Work task →
Pick out and copy every line below that has the word "pixels".

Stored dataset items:
##############################
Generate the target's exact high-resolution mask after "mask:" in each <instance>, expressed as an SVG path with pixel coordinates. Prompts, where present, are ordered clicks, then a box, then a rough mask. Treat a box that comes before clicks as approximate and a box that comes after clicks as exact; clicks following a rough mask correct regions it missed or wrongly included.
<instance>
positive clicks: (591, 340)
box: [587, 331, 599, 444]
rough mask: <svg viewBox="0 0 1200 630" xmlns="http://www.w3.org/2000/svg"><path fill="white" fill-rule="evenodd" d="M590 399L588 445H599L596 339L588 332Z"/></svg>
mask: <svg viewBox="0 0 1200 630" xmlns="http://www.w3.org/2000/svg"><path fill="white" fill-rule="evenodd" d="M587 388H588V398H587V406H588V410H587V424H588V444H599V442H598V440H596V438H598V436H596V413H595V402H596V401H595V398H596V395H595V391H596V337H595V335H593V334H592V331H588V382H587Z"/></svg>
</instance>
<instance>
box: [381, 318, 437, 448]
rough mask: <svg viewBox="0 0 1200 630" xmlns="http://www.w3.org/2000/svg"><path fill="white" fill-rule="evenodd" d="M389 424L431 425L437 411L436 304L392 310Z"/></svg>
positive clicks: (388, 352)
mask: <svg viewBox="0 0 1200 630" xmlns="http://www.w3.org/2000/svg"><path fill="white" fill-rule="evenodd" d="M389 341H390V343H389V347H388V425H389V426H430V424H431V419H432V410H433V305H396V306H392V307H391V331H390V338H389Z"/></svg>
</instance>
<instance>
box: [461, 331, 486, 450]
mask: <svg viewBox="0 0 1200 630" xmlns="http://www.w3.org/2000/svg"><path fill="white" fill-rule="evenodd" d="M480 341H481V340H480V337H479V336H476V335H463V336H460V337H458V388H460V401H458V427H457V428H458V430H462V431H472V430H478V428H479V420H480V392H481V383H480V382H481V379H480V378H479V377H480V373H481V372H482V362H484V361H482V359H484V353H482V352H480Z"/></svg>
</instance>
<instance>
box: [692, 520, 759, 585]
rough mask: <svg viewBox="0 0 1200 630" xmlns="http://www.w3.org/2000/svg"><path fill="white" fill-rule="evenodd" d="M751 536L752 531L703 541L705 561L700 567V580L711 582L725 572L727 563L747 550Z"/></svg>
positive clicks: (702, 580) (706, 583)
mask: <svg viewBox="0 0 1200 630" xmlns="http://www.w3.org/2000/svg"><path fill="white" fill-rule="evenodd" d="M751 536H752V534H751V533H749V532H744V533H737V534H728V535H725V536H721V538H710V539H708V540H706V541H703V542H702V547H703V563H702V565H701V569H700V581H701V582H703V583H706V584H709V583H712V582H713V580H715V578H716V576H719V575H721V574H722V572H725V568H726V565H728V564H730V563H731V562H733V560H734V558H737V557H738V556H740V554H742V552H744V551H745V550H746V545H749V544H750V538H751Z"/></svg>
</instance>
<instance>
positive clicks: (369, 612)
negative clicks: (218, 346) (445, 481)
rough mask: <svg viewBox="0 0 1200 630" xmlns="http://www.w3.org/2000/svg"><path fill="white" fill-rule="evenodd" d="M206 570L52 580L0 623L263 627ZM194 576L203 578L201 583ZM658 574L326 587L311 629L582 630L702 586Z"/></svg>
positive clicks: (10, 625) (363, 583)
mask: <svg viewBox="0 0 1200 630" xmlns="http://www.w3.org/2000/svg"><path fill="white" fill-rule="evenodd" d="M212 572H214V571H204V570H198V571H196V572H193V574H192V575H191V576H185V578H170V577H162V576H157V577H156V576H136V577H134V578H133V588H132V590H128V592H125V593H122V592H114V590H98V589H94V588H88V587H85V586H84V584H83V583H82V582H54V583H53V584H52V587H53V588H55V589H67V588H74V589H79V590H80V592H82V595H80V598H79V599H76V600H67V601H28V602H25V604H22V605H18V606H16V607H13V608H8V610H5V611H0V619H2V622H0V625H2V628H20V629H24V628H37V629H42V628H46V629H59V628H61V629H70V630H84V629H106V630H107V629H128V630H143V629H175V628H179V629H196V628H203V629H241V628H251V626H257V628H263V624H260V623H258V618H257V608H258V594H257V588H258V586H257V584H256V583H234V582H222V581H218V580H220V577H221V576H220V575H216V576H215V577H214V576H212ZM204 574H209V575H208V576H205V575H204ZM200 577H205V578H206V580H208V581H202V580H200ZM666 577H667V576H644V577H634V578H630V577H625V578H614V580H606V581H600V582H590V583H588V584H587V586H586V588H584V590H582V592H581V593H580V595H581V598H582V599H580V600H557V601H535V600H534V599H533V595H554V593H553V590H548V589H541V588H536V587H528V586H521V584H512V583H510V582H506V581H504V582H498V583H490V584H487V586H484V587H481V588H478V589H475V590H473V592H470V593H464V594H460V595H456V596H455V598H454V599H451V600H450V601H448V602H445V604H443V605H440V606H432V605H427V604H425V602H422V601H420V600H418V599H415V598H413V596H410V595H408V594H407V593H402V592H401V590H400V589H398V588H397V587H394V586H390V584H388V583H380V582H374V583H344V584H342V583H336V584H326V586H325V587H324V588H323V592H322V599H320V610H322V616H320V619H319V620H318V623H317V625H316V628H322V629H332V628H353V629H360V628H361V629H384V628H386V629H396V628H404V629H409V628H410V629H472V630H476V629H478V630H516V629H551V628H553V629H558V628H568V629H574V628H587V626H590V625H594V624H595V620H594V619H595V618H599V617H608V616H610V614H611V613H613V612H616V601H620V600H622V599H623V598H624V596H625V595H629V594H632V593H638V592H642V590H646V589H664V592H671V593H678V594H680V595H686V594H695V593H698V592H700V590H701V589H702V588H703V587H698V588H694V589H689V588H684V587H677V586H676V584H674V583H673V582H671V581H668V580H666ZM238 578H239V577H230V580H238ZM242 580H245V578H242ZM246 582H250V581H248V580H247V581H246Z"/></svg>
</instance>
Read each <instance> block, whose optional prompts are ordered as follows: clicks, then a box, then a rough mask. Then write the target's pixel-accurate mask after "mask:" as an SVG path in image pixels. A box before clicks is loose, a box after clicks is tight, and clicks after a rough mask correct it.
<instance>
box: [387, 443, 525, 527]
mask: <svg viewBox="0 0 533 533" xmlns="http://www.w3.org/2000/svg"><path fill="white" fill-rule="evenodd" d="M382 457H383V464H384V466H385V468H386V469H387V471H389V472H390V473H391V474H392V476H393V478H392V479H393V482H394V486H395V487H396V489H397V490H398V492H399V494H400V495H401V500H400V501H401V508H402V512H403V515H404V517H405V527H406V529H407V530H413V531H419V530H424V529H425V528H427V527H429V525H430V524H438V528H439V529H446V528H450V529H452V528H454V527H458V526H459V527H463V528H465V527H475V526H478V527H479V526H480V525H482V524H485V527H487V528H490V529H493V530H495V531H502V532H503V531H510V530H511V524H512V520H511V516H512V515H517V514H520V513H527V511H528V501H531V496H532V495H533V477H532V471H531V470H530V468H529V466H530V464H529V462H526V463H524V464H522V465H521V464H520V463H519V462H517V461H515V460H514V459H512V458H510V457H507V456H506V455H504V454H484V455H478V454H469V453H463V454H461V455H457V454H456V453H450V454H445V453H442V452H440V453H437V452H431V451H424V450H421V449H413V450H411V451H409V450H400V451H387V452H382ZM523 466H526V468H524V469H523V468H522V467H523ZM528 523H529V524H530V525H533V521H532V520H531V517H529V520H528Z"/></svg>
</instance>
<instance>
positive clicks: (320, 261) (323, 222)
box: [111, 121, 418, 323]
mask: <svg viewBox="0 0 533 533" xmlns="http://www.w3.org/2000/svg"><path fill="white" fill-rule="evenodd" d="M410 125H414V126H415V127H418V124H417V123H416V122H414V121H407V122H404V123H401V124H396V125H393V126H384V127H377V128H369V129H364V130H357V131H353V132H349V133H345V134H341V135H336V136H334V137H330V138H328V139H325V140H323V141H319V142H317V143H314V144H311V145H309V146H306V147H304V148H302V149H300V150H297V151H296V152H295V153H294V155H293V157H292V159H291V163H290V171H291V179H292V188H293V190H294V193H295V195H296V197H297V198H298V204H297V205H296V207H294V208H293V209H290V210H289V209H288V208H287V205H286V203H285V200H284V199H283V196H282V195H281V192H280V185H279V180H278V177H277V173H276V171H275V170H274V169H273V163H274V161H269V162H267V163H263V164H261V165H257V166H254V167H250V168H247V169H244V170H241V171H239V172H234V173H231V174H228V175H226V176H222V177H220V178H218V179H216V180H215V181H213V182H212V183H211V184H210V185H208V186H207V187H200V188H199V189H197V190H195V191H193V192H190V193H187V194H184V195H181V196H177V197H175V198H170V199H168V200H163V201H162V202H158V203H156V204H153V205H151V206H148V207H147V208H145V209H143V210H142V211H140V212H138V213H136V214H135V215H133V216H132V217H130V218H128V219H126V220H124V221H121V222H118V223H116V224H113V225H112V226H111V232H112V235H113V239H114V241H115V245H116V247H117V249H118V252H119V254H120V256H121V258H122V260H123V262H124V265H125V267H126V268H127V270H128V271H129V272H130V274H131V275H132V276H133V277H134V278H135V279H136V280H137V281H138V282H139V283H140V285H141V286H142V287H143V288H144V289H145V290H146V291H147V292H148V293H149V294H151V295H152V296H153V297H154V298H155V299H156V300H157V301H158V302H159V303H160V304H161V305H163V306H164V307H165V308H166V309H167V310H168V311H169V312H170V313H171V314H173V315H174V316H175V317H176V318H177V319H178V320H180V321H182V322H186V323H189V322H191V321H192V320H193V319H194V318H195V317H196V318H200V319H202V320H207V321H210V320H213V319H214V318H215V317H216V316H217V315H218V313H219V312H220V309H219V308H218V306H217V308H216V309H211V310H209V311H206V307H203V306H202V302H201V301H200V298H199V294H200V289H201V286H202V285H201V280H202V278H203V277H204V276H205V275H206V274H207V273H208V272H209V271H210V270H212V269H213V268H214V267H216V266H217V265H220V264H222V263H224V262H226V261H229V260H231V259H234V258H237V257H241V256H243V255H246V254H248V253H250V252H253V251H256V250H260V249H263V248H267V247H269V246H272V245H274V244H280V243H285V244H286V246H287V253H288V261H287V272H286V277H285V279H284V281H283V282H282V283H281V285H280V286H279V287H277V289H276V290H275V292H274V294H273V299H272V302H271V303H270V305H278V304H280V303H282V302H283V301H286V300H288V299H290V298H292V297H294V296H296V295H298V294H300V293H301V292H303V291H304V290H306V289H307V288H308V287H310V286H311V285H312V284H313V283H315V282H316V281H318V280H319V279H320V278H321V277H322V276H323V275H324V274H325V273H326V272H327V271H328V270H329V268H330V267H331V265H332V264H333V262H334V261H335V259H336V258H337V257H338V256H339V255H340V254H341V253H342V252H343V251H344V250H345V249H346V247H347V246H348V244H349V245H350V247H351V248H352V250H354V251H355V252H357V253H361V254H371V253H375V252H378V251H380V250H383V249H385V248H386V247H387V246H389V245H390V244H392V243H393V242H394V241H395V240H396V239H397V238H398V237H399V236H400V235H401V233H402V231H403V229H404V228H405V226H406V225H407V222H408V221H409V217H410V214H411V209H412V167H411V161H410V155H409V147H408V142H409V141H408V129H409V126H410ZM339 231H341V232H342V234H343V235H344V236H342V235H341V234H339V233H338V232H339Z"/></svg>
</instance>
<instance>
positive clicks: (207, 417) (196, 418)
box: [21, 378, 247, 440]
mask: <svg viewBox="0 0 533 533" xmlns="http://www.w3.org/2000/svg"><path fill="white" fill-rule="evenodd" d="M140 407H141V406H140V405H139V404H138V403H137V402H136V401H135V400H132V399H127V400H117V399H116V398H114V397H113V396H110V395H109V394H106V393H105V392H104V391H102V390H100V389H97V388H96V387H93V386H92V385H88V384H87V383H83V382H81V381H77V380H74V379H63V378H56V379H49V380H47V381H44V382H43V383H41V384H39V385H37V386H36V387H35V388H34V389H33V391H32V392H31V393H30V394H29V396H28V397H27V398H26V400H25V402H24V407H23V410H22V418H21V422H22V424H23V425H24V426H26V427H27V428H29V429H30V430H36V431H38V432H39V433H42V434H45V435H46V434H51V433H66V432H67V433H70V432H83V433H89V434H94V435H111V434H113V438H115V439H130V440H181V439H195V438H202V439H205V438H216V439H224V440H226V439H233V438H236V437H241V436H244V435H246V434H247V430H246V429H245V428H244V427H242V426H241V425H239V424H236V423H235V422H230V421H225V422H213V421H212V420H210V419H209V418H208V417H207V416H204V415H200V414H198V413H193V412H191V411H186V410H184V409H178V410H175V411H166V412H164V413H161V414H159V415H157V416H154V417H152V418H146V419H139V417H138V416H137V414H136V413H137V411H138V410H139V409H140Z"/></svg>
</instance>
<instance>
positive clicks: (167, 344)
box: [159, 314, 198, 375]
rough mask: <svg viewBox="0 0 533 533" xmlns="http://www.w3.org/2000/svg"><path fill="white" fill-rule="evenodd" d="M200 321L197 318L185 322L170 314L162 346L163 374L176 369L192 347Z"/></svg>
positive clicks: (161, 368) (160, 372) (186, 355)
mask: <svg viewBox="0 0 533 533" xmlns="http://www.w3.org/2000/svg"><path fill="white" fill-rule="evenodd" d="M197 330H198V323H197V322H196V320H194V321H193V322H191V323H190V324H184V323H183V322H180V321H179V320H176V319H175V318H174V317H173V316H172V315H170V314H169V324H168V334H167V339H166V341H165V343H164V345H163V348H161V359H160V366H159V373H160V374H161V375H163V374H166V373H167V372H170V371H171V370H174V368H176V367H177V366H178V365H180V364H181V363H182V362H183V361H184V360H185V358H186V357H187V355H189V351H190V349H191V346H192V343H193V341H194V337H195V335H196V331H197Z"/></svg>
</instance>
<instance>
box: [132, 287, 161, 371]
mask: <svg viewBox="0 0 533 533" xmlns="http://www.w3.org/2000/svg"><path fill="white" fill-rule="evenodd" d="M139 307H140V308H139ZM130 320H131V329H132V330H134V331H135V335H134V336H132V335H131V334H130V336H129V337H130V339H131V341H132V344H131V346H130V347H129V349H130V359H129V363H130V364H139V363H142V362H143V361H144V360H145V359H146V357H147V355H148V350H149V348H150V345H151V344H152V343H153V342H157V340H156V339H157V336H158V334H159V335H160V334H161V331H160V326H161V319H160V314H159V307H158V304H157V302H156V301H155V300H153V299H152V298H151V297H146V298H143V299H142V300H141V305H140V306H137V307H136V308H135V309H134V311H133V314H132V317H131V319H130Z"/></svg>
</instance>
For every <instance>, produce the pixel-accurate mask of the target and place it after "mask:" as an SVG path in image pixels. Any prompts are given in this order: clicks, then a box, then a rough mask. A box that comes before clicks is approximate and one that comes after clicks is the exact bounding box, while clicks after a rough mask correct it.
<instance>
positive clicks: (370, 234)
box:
##############################
Output below →
Read each <instance> block, whose optional prompts are ordered as follows: clicks, then a box, then a rough mask. Then write the target's pixel-accurate mask after "mask:" as an SVG path in image pixels. A box before clicks is loose, a box after clicks is tight, and clicks after a rough mask correct it.
For every <instance>, produce the pixel-accurate mask of the target and place it after "mask:" as an SVG path in image pixels. Any prompts are given in this order: clicks, then a box, then a rough mask. A box that comes before clicks is approximate and one that comes after clicks is the exact bounding box, while clicks after a rough mask correct it.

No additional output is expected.